▶ [What needs to be done]
Repeat exactly the lines from the one containing "phrase -- jersey armhole trim" through the last line of the records below, both included, and nothing else.

▶ [Records from a point labeling set]
══════════

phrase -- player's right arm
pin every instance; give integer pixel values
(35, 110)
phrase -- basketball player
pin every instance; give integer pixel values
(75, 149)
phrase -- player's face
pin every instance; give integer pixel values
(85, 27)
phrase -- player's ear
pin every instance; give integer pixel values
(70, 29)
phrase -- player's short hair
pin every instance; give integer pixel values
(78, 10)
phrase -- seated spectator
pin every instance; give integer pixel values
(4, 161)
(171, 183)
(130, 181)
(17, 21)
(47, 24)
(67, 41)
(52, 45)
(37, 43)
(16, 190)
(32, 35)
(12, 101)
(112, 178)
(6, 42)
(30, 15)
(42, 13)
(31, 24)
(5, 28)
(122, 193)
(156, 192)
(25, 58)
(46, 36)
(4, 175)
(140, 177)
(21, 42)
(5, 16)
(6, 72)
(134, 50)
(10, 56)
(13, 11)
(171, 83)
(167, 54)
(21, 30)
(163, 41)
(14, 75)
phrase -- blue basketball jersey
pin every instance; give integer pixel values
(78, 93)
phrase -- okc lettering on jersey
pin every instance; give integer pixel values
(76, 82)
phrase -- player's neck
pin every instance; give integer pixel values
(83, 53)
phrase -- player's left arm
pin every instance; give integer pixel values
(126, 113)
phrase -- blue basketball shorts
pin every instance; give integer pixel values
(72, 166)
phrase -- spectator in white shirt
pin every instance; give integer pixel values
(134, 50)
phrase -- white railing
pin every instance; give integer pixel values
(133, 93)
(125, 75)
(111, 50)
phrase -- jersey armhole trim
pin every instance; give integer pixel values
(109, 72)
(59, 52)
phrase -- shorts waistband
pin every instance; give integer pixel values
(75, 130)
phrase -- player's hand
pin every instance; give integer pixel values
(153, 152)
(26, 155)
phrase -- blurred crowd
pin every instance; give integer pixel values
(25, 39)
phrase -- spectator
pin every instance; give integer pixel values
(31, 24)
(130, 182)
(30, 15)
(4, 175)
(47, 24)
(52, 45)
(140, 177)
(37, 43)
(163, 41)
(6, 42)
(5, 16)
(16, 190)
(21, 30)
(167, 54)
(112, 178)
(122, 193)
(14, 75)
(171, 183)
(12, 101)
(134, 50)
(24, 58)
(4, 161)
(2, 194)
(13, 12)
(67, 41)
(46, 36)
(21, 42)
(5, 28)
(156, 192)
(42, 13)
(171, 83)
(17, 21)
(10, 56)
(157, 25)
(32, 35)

══════════

▶ [Task result]
phrase -- jersey armhole trim
pin every instance; give integer pixel values
(109, 72)
(59, 52)
phrase -- shorts waistband
pin every instance; give integer pixel values
(75, 130)
phrase -- player's hand
pin every instance; give integer pixel values
(153, 152)
(26, 155)
phrase -- blurred crowd
pin every instance; give integer pixel values
(25, 39)
phrase -- spectator
pin every instance; give integer pixel values
(31, 24)
(130, 182)
(30, 15)
(4, 175)
(47, 24)
(52, 45)
(140, 177)
(37, 43)
(163, 41)
(6, 42)
(5, 16)
(16, 190)
(21, 30)
(167, 54)
(112, 178)
(122, 193)
(14, 75)
(171, 183)
(12, 101)
(134, 50)
(24, 58)
(4, 161)
(2, 194)
(13, 12)
(67, 41)
(46, 36)
(21, 42)
(5, 28)
(156, 192)
(42, 13)
(171, 83)
(17, 21)
(10, 56)
(157, 25)
(32, 35)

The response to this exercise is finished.